• ABOUT THIS TASK: Your task is to copy the stretch of lines in the records below that begins with the line containing "Question. Give the pixel coordinates of a point on the burnt" and ends with the line containing "Question. Give the pixel coordinates of a point on the tall", exactly as written, with nothing added.

*** Opening EXTRACTED MATERIAL ***

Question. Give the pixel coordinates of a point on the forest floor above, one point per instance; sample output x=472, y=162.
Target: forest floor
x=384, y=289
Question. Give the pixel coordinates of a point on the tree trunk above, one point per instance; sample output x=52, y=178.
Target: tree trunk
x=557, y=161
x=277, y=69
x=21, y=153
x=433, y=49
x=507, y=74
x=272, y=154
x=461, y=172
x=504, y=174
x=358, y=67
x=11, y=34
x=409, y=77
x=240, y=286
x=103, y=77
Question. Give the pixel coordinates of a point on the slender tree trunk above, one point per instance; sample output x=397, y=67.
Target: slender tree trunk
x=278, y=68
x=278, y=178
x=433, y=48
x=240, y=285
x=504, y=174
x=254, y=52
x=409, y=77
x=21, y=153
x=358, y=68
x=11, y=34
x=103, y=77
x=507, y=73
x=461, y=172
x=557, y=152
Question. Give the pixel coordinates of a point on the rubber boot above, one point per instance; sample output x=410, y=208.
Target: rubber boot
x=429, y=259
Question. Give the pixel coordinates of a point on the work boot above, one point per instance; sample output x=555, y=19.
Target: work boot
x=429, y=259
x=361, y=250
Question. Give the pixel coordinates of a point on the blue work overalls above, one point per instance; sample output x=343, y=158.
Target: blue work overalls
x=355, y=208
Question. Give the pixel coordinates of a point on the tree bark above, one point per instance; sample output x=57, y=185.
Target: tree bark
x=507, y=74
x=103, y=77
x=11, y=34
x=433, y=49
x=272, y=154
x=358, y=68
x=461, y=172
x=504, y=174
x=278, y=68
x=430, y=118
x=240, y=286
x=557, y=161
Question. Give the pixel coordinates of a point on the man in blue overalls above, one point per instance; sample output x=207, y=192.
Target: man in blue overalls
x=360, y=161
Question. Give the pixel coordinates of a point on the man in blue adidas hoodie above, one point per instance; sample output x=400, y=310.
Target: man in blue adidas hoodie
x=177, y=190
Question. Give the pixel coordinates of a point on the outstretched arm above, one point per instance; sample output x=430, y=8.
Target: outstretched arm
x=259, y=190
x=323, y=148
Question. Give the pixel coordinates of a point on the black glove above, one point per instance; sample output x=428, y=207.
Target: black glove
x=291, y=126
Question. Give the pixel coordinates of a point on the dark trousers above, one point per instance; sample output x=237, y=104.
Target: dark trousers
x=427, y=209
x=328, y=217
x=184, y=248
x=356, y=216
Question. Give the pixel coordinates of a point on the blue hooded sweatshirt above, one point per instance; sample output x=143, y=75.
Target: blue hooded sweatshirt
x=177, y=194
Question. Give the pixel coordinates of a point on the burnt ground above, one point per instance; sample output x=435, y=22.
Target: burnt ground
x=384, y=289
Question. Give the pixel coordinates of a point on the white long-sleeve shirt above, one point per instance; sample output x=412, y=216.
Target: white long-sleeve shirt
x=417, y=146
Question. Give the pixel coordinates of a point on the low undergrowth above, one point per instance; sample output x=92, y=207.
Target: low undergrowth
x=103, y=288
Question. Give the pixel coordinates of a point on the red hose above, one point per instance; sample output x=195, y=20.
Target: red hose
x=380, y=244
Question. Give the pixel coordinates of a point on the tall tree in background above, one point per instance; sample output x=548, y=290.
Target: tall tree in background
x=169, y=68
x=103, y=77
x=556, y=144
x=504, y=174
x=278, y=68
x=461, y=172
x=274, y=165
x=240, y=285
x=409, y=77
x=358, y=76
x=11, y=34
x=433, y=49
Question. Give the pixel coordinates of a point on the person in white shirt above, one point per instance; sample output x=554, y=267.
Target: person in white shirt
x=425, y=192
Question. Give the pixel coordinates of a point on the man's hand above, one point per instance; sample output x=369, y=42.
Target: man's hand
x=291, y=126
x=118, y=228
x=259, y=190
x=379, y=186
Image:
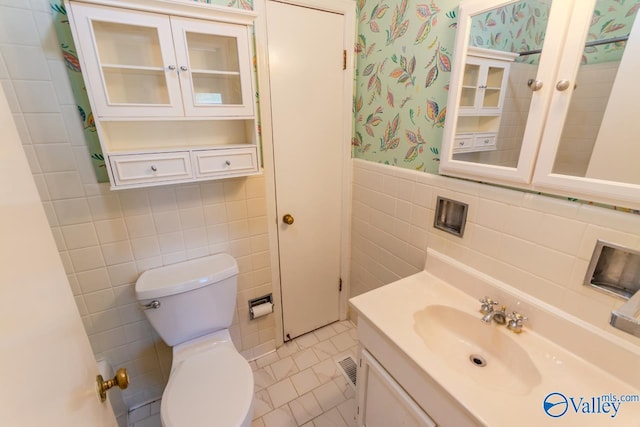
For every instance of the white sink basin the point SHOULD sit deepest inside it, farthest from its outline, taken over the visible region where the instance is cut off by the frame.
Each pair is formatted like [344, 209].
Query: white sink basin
[483, 352]
[425, 327]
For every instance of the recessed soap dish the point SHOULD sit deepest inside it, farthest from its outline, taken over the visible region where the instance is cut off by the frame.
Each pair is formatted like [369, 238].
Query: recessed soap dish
[614, 269]
[451, 216]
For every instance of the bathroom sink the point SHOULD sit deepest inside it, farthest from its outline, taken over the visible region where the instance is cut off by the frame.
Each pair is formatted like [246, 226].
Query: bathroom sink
[487, 353]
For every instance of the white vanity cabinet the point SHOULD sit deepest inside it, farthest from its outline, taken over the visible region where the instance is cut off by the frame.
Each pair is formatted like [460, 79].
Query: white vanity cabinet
[381, 400]
[563, 123]
[171, 86]
[393, 391]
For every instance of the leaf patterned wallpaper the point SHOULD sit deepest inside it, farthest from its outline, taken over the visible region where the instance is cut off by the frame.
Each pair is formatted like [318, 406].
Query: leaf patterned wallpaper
[521, 26]
[404, 53]
[517, 27]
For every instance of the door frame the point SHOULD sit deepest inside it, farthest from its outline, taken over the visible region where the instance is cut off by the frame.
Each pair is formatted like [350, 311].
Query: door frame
[346, 8]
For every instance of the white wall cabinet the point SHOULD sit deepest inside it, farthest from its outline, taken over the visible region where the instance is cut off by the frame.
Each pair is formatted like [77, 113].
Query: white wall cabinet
[485, 77]
[484, 83]
[554, 83]
[171, 87]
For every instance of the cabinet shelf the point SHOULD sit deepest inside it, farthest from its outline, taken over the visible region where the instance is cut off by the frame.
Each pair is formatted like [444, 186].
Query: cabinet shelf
[133, 68]
[216, 72]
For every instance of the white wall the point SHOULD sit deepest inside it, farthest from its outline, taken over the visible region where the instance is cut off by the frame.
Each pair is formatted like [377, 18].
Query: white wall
[106, 239]
[539, 244]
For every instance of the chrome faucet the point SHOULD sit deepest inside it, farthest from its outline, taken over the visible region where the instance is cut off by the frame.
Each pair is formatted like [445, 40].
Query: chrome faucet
[498, 316]
[515, 322]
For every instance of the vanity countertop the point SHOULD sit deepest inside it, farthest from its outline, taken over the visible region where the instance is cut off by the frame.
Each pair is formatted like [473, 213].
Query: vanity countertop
[495, 397]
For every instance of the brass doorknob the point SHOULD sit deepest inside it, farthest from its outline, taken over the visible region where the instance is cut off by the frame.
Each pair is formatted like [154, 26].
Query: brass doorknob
[121, 380]
[287, 219]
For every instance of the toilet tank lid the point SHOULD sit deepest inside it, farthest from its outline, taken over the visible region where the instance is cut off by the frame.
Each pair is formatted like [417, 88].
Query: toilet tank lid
[185, 276]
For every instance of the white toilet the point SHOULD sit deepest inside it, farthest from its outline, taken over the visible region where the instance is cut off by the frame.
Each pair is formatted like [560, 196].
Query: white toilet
[191, 306]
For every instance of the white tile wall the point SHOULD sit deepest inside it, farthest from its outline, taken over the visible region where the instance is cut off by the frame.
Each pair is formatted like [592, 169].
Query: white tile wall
[106, 239]
[539, 244]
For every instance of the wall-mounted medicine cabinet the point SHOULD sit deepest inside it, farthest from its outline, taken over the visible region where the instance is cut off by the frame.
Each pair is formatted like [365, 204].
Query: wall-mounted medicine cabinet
[171, 87]
[567, 121]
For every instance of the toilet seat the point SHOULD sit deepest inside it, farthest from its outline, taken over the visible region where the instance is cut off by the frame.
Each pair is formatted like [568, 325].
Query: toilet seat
[213, 387]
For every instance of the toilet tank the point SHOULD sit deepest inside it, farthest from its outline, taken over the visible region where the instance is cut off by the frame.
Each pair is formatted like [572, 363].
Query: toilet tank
[192, 298]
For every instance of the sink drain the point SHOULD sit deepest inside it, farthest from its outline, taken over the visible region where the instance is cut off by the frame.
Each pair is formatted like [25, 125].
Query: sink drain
[478, 360]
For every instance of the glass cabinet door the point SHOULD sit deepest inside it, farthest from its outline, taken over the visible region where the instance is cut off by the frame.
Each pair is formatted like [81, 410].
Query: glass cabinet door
[493, 87]
[215, 68]
[130, 63]
[469, 86]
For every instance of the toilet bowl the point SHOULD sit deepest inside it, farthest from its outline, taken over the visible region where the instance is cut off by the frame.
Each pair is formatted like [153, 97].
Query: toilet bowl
[191, 306]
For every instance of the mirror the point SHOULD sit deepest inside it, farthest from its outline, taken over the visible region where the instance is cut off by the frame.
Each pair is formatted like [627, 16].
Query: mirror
[542, 96]
[599, 137]
[503, 55]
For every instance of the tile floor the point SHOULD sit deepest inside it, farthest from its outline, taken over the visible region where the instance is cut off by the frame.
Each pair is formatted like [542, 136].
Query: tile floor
[299, 385]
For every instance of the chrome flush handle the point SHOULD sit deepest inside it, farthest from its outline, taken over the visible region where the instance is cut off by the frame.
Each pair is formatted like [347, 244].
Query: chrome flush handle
[153, 304]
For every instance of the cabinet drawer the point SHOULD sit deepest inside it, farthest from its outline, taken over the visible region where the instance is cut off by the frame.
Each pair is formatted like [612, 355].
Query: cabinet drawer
[231, 161]
[462, 142]
[484, 140]
[143, 168]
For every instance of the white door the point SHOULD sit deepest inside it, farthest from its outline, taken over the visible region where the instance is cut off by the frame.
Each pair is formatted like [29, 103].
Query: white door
[307, 94]
[46, 364]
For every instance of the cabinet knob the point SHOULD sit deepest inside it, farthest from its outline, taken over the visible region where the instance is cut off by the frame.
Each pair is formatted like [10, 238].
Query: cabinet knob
[563, 85]
[534, 85]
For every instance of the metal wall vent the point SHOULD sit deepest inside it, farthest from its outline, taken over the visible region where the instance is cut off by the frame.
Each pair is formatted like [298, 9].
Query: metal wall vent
[349, 369]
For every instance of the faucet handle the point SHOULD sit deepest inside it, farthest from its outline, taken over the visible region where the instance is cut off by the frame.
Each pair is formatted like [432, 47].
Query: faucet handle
[515, 321]
[487, 305]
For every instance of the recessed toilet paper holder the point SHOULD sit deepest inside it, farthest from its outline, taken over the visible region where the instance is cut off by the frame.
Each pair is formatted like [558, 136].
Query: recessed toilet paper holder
[255, 302]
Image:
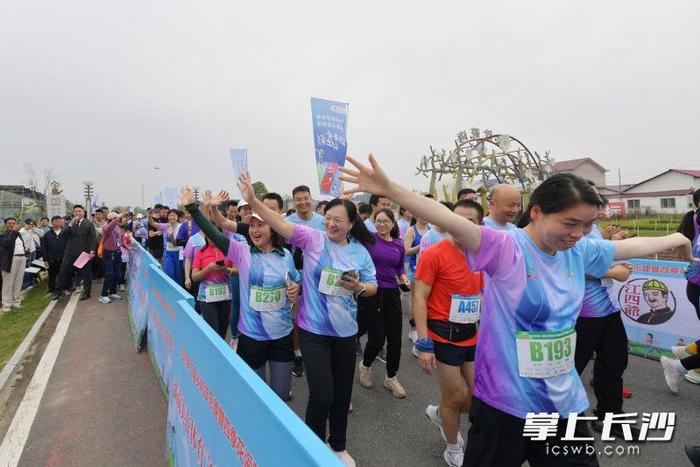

*** Closing EXTRACTED MATERIAL ***

• OUTPUT BELOW:
Question. Give the pixel coordinates of a point on the burnt ground above, one point per instance; sample output x=435, y=22.
Target: burnt ground
x=384, y=289
Question. Give the pixel coordinates of a point on the white long-sleeve shirt above, one point per instance; sample output x=412, y=216.
Target: white long-sleeve shirt
x=417, y=146
Question. Give the pixel coordinates of a point on the low undergrowth above, one point per instance; sample output x=92, y=207.
Target: low undergrowth
x=103, y=288
Question. Give the pixel coordinates of a point on the red hose above, one point per instance; sample output x=195, y=20.
Target: red hose
x=380, y=244
Question. Give the pixel coordinates of a point on the tall tree in background above, one point per instance; sample output x=548, y=290.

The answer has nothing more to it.